デザイン学科の教授陣が毎回交代で各専門分野について語る授業で、
デジタルの先生はデジタル・デザインの話を、
グラフィックの先生はグラフィック・デザインの話を、
プロダクトの先生はプロダクト・デザインの話を、
スペースの先生はスペース・デザインの話を、
各々の趣向での講義となります。

自分のポートフォリオを紹介したり、自分の研究成果について報告したり、
著名な誰かを連れてきて講演してもらったりとその形式は先生によってさまざま。

今回はプロダクトの先生による講義だったのですが、
ほとんど活字だらけのパワポによる地味な講義だったのですが、
デザインの基礎の基礎的なことでちょっとためになったので
自分なりの解釈を加えてメモっておきます。

念のため繰り返しますが先生の講義に僕自身の解釈が加えたものなので、
僕の完全オリジナルではないし、先生の持論をそのまま代弁するものでもありません。

課題データ:
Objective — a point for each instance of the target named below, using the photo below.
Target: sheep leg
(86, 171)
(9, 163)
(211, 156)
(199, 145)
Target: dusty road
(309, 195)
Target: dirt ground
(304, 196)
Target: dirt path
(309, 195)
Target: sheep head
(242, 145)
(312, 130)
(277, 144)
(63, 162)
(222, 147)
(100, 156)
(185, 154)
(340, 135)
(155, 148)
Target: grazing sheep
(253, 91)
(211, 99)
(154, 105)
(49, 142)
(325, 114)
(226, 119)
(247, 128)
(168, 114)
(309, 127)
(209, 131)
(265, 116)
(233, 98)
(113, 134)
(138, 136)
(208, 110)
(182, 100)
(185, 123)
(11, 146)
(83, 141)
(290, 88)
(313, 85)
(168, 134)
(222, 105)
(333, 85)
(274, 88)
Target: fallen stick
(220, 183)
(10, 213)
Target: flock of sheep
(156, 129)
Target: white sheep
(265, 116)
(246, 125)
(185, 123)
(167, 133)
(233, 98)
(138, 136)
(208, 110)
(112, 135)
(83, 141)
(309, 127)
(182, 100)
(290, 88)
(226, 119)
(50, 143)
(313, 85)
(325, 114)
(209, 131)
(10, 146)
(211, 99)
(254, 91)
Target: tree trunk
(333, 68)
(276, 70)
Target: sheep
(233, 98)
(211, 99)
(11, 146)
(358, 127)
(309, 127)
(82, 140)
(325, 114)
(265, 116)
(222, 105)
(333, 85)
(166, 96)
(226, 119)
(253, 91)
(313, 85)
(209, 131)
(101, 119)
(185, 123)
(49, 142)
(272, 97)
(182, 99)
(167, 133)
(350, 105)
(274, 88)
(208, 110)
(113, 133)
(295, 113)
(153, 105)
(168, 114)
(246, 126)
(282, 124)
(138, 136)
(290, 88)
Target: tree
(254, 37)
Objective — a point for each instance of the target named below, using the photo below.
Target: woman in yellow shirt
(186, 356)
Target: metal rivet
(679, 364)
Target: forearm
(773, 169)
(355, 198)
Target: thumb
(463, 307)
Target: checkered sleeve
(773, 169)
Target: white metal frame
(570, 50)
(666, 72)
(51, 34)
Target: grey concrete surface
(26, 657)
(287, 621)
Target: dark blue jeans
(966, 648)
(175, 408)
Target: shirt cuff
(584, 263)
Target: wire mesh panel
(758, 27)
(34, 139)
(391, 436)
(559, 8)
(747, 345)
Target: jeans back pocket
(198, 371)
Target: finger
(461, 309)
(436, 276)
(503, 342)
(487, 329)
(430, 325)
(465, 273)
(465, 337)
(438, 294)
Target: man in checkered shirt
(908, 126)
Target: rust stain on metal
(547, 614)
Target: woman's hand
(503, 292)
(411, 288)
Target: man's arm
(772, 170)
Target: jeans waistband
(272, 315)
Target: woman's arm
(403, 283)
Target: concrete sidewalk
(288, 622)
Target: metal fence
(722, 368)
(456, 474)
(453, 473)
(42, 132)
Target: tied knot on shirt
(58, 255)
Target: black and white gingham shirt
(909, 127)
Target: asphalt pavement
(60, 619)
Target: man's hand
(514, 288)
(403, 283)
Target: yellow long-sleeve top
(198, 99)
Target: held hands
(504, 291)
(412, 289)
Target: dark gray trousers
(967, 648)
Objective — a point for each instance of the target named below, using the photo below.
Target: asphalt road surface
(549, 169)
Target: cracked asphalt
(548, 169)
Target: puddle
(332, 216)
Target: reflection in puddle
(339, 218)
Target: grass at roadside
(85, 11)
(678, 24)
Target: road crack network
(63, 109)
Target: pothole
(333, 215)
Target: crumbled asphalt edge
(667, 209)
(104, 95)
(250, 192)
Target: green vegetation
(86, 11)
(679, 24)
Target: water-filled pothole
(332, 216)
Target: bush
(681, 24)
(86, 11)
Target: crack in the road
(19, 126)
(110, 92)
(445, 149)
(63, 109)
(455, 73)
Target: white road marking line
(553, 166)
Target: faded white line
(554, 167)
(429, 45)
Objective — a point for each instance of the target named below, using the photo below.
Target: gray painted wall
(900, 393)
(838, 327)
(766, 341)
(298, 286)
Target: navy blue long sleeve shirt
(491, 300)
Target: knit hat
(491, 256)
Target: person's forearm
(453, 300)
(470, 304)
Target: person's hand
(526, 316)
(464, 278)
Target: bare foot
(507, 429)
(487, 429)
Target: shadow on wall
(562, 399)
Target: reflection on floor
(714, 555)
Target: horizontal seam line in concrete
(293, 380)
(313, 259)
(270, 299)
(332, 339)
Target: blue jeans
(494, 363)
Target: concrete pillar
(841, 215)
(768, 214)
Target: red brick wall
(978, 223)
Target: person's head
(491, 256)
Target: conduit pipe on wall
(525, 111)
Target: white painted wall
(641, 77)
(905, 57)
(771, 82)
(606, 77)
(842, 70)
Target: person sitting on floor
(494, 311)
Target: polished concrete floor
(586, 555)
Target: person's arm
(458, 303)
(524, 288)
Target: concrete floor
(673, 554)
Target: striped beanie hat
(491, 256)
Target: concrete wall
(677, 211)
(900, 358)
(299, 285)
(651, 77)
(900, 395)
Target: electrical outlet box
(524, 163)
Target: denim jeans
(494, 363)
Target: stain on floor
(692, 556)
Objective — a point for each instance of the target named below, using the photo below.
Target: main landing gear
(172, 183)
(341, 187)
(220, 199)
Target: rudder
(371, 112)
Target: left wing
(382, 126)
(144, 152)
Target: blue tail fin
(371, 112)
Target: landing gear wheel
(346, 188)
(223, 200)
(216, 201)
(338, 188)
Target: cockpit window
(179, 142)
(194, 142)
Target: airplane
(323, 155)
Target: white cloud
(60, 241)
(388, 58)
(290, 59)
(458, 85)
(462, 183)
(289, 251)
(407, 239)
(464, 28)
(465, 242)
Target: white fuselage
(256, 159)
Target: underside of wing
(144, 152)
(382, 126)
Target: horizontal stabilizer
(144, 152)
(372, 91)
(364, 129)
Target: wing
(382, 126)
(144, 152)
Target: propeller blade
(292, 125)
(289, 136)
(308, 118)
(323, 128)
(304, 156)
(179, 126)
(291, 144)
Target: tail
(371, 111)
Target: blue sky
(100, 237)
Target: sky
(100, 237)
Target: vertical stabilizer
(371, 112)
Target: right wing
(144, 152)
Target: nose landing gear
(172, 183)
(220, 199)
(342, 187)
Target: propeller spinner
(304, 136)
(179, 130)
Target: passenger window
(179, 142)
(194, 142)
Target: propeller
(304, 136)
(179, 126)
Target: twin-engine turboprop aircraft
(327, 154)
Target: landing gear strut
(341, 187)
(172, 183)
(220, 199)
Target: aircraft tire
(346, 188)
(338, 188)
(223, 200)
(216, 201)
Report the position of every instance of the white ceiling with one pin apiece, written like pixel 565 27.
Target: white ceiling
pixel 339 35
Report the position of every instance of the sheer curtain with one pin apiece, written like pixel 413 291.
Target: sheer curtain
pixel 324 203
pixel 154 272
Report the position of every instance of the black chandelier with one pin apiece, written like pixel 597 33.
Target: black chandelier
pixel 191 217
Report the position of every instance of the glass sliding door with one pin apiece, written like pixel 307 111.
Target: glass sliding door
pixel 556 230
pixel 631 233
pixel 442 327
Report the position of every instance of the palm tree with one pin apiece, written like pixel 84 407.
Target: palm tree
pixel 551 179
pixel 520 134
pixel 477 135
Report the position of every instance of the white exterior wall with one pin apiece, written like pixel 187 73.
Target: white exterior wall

練習問題:
a: 本文によると、今回の講義はどの分野の先生によるものでしたか。
b: エントリの中から、「every」という文字列を含む行をすべて集めなさい。

解答:
a: プロダクトの先生による講義でした。

b:
Report the position of every instance of the white ceiling with one pin apiece, written like pixel 565 27.
Report the position of every instance of the sheer curtain with one pin apiece, written like pixel 413 291.
Report the position of every instance of the black chandelier with one pin apiece, written like pixel 597 33.
Report the position of every instance of the glass sliding door with one pin apiece, written like pixel 307 111.
Report the position of every instance of the palm tree with one pin apiece, written like pixel 84 407.
Report the position of every instance of the white exterior wall with one pin apiece, written like pixel 187 73.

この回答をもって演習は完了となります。